◆ Task instructions
(a) In the article about the Milton Kink, how long is Union St said to be?
(b) Continue the article about the Milton Kink from the point where it stops.

BEGIN Provided passage

Mystery of the Milton Kink
Michael Palin once called Milton ‘small and inconspicuous’. But it has one unusual point of interest, writes Keith Lynch.
About 2000 people live in the small Otago town of Milton, about 50 kilometres south of Dunedin. It emerged as a milling town in the 1850s and its rise was fuelled by the gold rush of the 1860s.
In 1997, Monty Python star and travel writer Michael Palin called Milton a ‘‘small, inconspicuous town’’. Yet, this small, inconspicuous town, the second largest in South Otago, has a wonderfully detailed Wikipedia page.
Its streets are named after British poets. Its most famous daughter is (arguably) Sam Hayes. It’s home to the Otago Corrections Facility, dubbed the ‘‘Milton Hilton’’.
The main thoroughfare, Union St, is rather long, about 2.2km, and – according to Te Ara – rivals Carterton in the North Island for a main street’s length relative to the town’s size.
There’s also this thing called the Milton Kink. According to the Wikipedia page, this is an ‘‘unusual planning anomaly’’, and its origins have long been disputed.
Essentially Union St, part of State Highway 1, runs straight through the town. But for some reason, at its Springfield Rd intersection, it shifts.
‘‘Heading north on the main street the road moves a whole roadwidth to the west,’’ is how the Wikipedia page defines it.
So why exactly does State Highway 1 suddenly veer in the middle of this small town?
Urban myths
We started by contacting the Clutha District Council. Ian McCabe, planning and regulatory group manager, says there are no formal records of what happened.
But he has heard of ‘‘what could potentially be described as an urban myth’’ that suggests there were two sets of surveyors: one laying out the road from the south, the other from the north.
The road meets at the location of the kink. But something went wrong.
The story goes that each set of surveyors used a ‘‘line’’ to guide their build. One group’s ‘‘line’’ was the edge of the road, the other’s was the centre of the road. So when the roads met, they did not align.
But . . .
There’s another theory. According to some, the road changed course to avoid a large tree that once grew in the middle of Milton.
Nancie Allison is part of the Tokomairiro Historical Society and insists this is a total fallacy.
She says two lombardy poplar trees once grew on the main street, prompting the notion that an old tree led to a rerouting.
The truth
We wanted to dig a little deeper and reached out to Archives New
Zealand for answers. Archivist Vivienne Cuff says the history of Union St ‘‘goes back to the original survey of the Tokomairiro District and the creation of the road in 1860’’.

END Provided passage
BEGIN Stored rows

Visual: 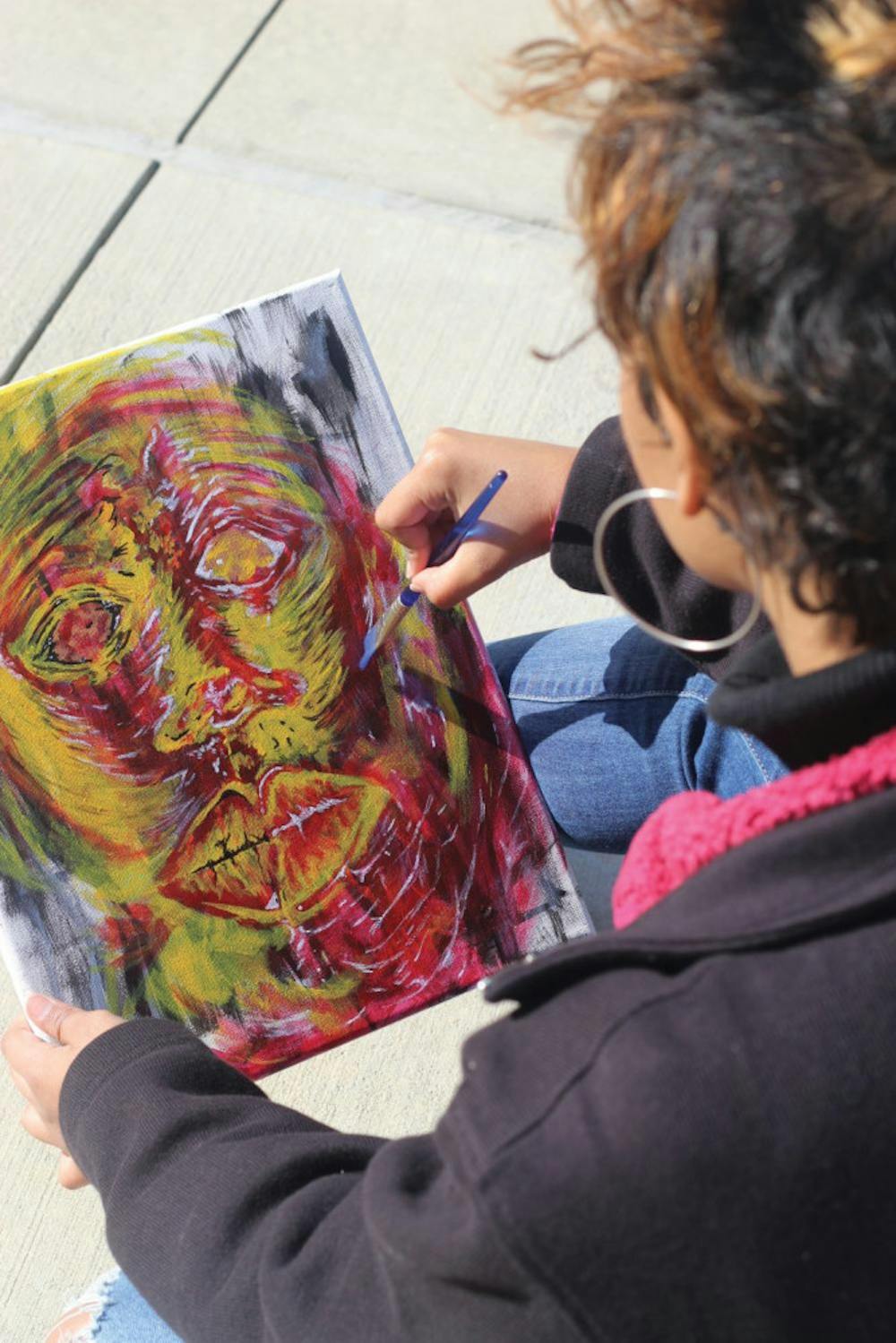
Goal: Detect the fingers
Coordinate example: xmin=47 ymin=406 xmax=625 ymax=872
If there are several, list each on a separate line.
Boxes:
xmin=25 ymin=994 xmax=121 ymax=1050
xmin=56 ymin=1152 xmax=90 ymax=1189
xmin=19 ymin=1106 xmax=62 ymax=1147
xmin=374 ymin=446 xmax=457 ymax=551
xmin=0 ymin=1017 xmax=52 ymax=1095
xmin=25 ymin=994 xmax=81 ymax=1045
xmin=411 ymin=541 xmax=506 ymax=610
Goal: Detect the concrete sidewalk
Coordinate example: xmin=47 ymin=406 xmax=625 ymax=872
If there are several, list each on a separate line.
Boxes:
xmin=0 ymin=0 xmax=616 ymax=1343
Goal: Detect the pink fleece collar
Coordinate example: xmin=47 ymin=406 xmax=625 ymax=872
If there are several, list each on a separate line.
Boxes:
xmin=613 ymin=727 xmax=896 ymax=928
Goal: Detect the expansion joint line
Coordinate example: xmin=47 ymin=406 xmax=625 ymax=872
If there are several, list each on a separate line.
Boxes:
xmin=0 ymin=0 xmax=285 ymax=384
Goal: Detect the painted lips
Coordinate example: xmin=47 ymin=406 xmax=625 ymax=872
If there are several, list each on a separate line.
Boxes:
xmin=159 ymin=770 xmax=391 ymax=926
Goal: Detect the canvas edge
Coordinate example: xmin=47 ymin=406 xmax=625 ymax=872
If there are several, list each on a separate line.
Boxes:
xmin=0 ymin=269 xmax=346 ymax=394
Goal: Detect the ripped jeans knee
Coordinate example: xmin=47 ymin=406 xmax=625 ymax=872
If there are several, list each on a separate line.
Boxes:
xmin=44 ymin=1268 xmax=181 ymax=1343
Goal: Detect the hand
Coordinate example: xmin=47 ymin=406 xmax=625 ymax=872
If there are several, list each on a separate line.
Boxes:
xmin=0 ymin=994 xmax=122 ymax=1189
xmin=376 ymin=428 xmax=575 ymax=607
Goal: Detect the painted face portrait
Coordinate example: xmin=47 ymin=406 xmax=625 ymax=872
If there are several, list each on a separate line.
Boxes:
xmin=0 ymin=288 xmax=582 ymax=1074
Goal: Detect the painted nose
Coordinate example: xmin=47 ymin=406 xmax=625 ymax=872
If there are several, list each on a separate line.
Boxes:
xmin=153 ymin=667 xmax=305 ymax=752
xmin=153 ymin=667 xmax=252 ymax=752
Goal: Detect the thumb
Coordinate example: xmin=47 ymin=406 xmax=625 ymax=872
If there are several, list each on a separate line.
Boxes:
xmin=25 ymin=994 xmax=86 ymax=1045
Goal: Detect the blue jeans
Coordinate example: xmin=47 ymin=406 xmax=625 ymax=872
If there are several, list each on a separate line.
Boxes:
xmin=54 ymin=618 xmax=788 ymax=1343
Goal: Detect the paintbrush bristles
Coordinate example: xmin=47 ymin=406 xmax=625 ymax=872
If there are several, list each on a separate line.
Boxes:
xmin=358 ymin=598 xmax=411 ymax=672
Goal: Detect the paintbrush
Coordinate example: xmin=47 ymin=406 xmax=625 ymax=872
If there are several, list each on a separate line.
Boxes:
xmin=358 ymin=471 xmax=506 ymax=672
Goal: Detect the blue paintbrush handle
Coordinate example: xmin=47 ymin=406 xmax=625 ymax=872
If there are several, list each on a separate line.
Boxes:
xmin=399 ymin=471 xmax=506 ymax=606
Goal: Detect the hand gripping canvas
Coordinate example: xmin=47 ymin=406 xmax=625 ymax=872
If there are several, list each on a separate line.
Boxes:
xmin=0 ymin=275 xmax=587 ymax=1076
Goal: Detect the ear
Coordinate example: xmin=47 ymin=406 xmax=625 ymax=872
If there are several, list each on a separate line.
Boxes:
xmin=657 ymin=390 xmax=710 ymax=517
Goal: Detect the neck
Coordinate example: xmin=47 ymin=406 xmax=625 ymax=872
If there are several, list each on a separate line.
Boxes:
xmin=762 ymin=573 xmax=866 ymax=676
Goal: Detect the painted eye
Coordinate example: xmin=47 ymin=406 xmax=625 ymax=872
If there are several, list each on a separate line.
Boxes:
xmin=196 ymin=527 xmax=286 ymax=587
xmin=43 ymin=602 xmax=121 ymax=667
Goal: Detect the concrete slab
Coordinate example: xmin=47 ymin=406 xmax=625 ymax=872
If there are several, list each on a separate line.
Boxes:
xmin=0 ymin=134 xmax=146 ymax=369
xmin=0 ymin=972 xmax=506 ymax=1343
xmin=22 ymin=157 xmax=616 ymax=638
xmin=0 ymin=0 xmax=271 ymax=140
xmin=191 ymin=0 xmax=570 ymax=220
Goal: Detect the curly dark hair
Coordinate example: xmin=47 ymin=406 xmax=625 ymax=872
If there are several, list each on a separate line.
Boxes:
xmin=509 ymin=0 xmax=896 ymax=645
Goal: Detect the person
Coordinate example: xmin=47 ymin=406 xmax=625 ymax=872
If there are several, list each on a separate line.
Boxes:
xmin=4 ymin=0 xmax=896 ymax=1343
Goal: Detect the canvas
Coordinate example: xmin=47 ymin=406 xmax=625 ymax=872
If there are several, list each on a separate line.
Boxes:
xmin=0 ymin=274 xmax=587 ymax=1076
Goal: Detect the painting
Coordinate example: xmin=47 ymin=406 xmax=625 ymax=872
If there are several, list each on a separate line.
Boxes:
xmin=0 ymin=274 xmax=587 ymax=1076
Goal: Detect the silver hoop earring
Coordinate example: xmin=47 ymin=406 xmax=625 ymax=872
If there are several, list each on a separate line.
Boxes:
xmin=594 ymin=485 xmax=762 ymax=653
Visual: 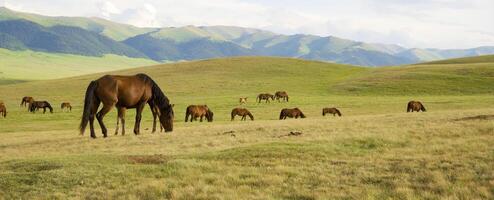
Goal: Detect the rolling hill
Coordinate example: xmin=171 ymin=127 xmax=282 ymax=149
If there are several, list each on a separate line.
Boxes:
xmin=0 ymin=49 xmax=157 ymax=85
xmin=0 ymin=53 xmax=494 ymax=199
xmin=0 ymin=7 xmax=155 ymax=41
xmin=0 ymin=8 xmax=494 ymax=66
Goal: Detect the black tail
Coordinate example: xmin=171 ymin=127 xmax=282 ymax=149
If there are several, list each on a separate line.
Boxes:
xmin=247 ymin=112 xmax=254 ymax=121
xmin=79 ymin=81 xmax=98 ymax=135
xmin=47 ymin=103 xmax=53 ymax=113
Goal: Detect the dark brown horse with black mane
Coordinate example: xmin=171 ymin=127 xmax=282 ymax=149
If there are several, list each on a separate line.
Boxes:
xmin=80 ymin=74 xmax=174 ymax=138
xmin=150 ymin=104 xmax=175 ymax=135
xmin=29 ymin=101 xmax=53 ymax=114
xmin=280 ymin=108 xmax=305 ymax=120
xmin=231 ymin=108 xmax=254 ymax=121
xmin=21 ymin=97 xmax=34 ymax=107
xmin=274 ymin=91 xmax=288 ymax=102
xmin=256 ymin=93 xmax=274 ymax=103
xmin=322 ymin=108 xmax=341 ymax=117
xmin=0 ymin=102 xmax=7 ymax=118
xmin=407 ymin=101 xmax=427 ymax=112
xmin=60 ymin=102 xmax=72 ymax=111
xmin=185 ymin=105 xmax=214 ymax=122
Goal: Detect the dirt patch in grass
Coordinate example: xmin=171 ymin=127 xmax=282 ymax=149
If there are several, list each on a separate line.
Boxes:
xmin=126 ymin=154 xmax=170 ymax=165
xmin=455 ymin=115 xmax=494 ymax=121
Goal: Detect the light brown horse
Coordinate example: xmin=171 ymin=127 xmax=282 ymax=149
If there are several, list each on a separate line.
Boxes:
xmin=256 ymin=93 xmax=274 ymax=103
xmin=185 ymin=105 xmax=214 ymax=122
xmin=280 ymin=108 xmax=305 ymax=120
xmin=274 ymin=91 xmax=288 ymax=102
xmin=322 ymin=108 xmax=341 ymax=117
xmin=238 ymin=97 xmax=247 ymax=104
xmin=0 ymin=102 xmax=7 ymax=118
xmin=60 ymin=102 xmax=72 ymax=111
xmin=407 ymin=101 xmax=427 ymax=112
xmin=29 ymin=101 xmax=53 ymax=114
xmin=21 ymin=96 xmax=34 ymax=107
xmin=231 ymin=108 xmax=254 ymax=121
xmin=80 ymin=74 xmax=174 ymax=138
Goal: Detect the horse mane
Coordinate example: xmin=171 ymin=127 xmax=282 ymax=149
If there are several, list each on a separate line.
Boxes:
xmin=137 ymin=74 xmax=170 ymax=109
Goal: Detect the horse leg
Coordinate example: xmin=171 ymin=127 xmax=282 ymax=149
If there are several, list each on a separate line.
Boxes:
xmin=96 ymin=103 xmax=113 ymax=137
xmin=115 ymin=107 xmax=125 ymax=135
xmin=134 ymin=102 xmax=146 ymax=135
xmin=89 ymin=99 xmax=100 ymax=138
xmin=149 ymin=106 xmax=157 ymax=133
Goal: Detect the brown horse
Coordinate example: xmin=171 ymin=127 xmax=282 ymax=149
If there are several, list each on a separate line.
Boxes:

END Stored rows

◆ The replies
(a) About 2.2 km.

(b)
She suggests the shift in the road is probably a surveying error. The government would have set down a main line for the road itself, but the on-site surveyors had knowledge of local features that may have prevented them from following that line, she says.
OK. But why couldn’t they follow it? Well, there were some complications at the time that may well have made things a little awkward for those town planners.
Nearby Fairfax, now called Tokoiti, was meant to be the site of the township. But Milton spread.
The Tokomairiro Plain is floodprone. At the time it was basically a swamp and there would have been problems with drainage. A railway line was built in 1870, which would have created further obstacles.
So, no definitive answers. There was the option to ask Archives New Zealand to do further research. But that possibility was tempered when Cuff said ‘‘there is probably enough work for a masters in history’’.
The whole truth (well, kind of)
On to Land Information NZ (Linz), who were happy to help.
Firstly it turns out that the northern end of the road is ‘‘offset by 60 links (12.07 metres) west of the southern end’’. A link is an old surveying unit of measurement. According to Linz, the east side of the northern end of the road does not align with the west side of the southern end.
‘‘Neither does the centreline of the northern end align with the western side of the southern end,’’ Anselm Haanen, surveyor-general for Linz, explains.
That pretty much throws cold water on an earlier theory about the edge of the road. Haanen also notes the roads parallel to the main road on either side ‘‘are also offset where they cross Springfield Rd and Cross St, although by different amounts’’.
The Linz team did find very old planning documents based on 1847 survey work. These plans sought to identify and set out blocks of land in the area before the town of Milton even existed. These plans also show the kink in the road.
The plans were based on work by a surveyor called James Drake, who arrived in New Zealand in 1841. In 1844, the New Zealand Company purchased what was then called the Otago Block from Nga¯ i Tahu for £2400. The purchase essentially opened up the door to European settlement of the region.
Drake’s map shows the boundaries of roads and parcels of land subdivided for settlement.
Linz is uncertain if these plans were drafted by Drake himself, and when exactly they were created. What is clear, though, is that the boundaries on the plans were from Drake’s survey work, as the document has a note to this effect.
The parcels shown on the plans in the vicinity of the kink were likely sold by the Crown to settlers in the 1850s and later subdivided by settlers to form Milton, starting around 1862.
Throughout this process, the roads remained where they were.
So does this mean Drake mapped out the kink, and it was later followed by those who built the road? This appears to be correct, Linz says. But just why remains unclear.
So, are there any answers?
‘‘We don’t know for certain, but put yourself in the surveyor’s shoes in those days,’’ Haanen says.
In 1847, that land was essentially bare, and Drake mapped out these blocks without any of the modern technology available today.
Haanen suggests he would have surveyed the land on foot, roughly marking out blocks. This was imprecise and taxing work.
‘‘It was less accurate in those days and there would have been inconsistencies. It [the kink] was probably just the way it was laid out at the time.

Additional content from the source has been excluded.